**REQUIRED ACTION**
Please give an exact transcription of the lines below, from the one that contains "wood grain is" to the very last, with no other lines.

Data excerpts
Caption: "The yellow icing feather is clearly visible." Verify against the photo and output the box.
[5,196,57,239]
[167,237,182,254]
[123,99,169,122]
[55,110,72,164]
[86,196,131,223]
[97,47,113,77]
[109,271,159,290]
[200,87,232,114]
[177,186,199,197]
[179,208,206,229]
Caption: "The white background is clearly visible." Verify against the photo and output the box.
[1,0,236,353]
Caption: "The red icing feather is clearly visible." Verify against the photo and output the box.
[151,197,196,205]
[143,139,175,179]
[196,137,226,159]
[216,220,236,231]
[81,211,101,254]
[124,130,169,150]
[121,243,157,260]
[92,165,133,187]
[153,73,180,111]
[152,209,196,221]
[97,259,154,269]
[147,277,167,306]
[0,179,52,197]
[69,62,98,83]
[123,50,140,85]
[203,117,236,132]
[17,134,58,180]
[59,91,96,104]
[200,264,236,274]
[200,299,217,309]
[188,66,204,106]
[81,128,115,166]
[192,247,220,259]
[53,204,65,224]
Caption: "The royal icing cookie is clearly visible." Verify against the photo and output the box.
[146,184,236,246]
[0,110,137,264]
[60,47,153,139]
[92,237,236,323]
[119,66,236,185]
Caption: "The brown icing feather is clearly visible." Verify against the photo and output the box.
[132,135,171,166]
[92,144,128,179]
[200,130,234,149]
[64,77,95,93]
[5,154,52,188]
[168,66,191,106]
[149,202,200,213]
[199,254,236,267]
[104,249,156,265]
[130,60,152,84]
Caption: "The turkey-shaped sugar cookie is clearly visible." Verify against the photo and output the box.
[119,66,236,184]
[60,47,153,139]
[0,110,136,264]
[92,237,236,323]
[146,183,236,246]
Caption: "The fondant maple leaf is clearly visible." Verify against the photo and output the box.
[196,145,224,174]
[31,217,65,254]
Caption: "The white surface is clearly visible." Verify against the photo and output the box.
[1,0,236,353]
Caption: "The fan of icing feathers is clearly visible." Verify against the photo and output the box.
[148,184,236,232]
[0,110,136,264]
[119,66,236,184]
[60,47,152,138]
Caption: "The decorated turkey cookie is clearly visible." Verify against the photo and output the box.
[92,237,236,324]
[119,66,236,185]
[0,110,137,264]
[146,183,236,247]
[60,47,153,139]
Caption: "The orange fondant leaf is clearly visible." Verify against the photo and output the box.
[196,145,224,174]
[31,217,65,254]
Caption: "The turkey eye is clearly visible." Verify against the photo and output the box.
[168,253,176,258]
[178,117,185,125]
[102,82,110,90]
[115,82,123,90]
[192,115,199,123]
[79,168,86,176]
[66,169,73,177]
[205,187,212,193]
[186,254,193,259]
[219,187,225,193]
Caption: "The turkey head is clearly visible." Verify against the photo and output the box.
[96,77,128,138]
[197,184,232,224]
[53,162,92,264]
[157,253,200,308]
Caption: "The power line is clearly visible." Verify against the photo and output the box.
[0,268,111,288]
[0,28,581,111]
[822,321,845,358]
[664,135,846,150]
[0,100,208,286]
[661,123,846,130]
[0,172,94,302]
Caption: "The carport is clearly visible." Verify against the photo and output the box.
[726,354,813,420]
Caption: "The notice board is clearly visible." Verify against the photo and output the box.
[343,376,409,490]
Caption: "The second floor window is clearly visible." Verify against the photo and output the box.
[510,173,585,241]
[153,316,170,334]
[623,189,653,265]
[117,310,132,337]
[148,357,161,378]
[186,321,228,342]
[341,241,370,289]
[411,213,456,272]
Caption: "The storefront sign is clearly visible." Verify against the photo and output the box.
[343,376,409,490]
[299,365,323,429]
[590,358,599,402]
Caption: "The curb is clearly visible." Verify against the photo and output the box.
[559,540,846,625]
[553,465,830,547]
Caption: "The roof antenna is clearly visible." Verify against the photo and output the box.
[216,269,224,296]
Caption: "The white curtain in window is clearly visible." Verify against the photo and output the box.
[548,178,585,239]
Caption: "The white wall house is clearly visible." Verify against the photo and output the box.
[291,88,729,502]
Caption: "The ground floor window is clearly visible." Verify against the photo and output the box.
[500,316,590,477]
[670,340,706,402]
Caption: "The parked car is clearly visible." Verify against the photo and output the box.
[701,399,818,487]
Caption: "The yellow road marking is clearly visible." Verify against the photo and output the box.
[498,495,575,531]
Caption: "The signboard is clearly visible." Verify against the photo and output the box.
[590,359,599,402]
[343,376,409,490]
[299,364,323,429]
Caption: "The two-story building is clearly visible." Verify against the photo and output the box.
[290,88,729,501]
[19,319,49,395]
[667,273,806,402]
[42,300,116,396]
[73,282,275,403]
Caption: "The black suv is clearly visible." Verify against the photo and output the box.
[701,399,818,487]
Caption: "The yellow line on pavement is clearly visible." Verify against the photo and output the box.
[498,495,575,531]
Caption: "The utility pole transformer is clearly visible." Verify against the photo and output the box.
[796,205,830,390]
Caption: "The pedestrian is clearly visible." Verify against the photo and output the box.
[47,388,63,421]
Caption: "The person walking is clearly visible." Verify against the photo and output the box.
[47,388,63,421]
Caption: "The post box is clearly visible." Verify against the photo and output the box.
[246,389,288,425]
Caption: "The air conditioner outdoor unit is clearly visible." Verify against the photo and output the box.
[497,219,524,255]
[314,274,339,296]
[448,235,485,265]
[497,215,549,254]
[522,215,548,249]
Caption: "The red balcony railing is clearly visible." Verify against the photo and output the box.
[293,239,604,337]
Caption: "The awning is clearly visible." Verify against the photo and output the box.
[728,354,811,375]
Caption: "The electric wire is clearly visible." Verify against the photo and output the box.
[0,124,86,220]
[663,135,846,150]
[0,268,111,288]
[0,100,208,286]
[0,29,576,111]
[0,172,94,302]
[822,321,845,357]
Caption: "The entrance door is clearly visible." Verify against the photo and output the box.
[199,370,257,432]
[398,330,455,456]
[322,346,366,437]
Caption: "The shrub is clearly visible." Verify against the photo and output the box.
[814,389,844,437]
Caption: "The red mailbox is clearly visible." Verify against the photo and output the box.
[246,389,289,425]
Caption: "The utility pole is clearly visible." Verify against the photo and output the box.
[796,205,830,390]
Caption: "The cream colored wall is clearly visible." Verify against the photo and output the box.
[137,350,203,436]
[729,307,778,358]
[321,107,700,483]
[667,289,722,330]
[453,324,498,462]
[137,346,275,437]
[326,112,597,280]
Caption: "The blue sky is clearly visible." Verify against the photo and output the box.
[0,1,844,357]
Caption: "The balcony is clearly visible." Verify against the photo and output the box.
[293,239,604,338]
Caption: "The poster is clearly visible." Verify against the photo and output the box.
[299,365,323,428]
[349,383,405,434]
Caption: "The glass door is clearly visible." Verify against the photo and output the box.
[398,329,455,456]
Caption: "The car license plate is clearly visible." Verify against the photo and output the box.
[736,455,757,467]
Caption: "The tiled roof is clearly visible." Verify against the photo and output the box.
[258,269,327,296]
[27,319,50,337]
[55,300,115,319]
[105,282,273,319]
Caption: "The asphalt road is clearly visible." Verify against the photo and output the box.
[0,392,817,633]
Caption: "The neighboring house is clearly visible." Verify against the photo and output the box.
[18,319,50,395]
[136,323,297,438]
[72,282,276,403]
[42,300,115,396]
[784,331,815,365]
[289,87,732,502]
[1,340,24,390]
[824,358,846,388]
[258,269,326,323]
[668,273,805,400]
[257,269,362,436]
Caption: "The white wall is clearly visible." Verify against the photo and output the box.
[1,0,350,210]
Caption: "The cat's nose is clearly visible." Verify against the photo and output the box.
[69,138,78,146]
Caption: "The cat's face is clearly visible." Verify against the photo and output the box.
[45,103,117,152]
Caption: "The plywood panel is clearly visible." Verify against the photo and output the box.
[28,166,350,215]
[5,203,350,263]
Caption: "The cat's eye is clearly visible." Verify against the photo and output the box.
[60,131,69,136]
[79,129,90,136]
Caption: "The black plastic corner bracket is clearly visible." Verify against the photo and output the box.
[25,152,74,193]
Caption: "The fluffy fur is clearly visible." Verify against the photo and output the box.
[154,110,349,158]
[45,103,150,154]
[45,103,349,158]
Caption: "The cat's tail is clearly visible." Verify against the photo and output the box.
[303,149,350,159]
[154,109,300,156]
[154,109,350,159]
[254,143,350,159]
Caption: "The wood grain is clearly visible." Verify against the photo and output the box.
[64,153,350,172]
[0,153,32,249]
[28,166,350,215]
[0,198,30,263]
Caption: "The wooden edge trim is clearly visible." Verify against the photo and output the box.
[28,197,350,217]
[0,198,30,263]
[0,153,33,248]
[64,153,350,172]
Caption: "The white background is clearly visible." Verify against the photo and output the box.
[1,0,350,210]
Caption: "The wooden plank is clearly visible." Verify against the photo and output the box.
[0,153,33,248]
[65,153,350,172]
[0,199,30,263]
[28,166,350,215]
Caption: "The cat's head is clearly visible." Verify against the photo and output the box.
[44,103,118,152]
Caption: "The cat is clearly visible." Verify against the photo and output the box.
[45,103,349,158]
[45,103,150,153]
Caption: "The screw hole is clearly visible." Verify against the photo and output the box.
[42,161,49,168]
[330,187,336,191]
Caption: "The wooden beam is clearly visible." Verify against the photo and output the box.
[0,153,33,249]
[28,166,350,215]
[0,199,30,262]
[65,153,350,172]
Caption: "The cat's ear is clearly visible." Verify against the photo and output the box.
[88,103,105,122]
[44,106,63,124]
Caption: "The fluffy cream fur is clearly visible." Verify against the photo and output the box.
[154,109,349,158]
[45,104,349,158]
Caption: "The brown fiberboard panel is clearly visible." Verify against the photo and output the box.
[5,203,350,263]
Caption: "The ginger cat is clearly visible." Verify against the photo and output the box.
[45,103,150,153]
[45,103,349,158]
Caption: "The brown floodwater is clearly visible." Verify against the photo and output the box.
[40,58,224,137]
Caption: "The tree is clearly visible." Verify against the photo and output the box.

**TASK RESPONSE**
Caption: "The wood grain is clearly visible." Verify against the photo and output the box.
[64,153,350,172]
[0,153,32,249]
[28,166,350,215]
[0,198,30,263]
Caption: "The wooden edge trim is clearly visible." Verify against the photo and output the box.
[28,197,350,217]
[0,198,30,263]
[0,153,33,248]
[64,153,350,172]
Caption: "The white background is clearly visible." Verify against the photo and output the box.
[1,0,350,210]
Caption: "The wooden plank is clearly visible." Verify against the photo and output the box.
[0,153,33,248]
[65,153,350,172]
[0,199,30,263]
[28,166,350,215]
Caption: "The cat's head is clearly visible." Verify against the photo and output the box.
[44,103,118,152]
Caption: "The cat is clearly visible." Verify against the photo and output the box.
[45,103,349,158]
[45,103,150,153]
Caption: "The screw hole is clearly visible." Verify against the photo and output the box.
[42,161,49,168]
[330,187,336,191]
Caption: "The wooden beam is clearly visible." Verify against the photo and output the box.
[0,153,33,249]
[28,166,350,215]
[0,199,30,262]
[65,153,350,172]
Caption: "The cat's ear is clearly visible." Verify against the photo and output the box.
[88,103,105,122]
[44,106,63,124]
Caption: "The fluffy cream fur is clearly visible." Verify against the photo and output the box.
[154,109,349,158]
[45,104,349,158]
Caption: "The brown fiberboard panel is clearly visible." Verify against the photo and output the box.
[5,203,350,263]
Caption: "The ginger cat is clearly visible." Verify against the photo and output the box.
[45,103,150,153]
[45,103,349,158]
Caption: "The brown floodwater is clearly visible." Verify against the photo and output the box.
[40,58,224,137]
Caption: "The tree is clearly visible." Verify against the photo and output the box.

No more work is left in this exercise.